== TEXT BLOCK ==
——————

How to camp in Allegheny National Forest for the first time

Allegheny National Forest
When we arrived it looked like it might rain. The rain didn't make it, but we got to enjoy this rainbow. Sara Welch photo.

I have enjoyed camping for most of my life. My memories stretch back to childhood when my out-of-state cousins would visit and spend weeks camping in an enormous tent in my parents’ backyard. It’s a hobby I’ve shared with my daughter in my parents’ backyard and well beyond the trees we know so well. The process is always the same — set up camp, build a fire, cook meals, relax and enjoy the company and the wilderness around you. Yet, somehow the experience always feels different.

Last weekend was definitely one of my favorites. We camped in Allegheny National Forest in Dewdrop Campground at site 74. I can best describe it as immersive and breathtakingly beautiful. It was like being stuck in a moment so incredibly joyful you can feel the tears welling in your eyes and a lump forming in your throat. That moment before someone typically expects you to describe what you’re feeling when words are impossible to grasp and emotions are impossible to contain.

Only no one asked because, with trees, fresh water and the hushed musings of wildlife in every direction, it was easy to fall into step with everything and everyone around you — and there was no cell phone service. It was easy to sit and become part of the place, simply existing and respecting life.

The hill

Nothing good ever seems to come easy though, and that was certainly true when it came to setting up our campsite last weekend. Site 74 is sought after for its privacy and view, but getting there isn’t easy. The walk-in campsite is located behind a row of parking spots at the bottom of a steep hill. I climbed the hill to shower Saturday morning and my Apple watch recorded seven flights of stairs to my daily total.

It’s not impossible to get your gear to the bottom or packed back up at the end of your stay, but I would highly recommend packing light and wearing comfortable hiking boots. My boyfriend, my 12-year-old daughter and I hauled a tent, four bundles of wood, two coolers and the rest of our gear down and back up the hill without much more than getting winded and sweating profusely. The climb shouldn’t deter you from camping here, but future campers should be aware of the hill before booking the site.

If you did show up and decide the hill was just more than you bargained for or that it may not be safe for everyone in your group, there are campsites at Dewdrop that are easily accessible. A camper with a similar site to ours had his reservation switched to one he could pull his car up to while we were there, and I’m sure he wasn’t the first.

It’s always a good idea to check the accessibility of the site you chose before making a reservation, especially if you have limited mobility. If the description of the site you’re booking doesn’t have enough information online, call the campground to ask questions. The U.S. Forest Service, National Parks Service and state agencies that manage public lands strive to ensure they can be enjoyed by all. There are options to suit your needs.

The essentials

Most of my camping experience has been gained in Ohio’s state parks. I’ve camped in both big ones and small ones, usually picking primitive sites because they tend to be more secluded. I didn’t expect staying in a national forest to be that much different. Just as the view took me by surprise, the amenities did too, specifically, the shower situation.

The first time I saw the ominous buttons I stopped in my tracks. I needed to use the bathroom after our long car ride, but there they were next to each stall and bold, sans-serif signs that read: “Push for three minutes of hot water.” Three minutes seemed like the shortest shower of my life, but manageable. Plus, with my daughter there we could probably take turns and push the button an extra time each if necessary.

——————

Records from a dataset:
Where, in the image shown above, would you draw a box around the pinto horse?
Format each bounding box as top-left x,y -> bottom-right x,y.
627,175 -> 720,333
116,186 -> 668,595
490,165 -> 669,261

——————

== STATED TASK A ==
Translate this sentence from the camping article into Spanish: "I have enjoyed camping for most of my life."
== STATED TASK B ==
Rewrite the part of the camping article starting at "The essentials" and ending at "the shower situation.", replacing "primitive sites" with "remote sites".

== ANSWER A ==
He disfrutado acampar durante la mayor parte de mi vida.

== ANSWER B ==
The essentials

Most of my camping experience has been gained in Ohio’s state parks. I’ve camped in both big ones and small ones, usually picking remote sites because they tend to be more secluded. I didn’t expect staying in a national forest to be that much different. Just as the view took me by surprise, the amenities did too, specifically, the shower situation.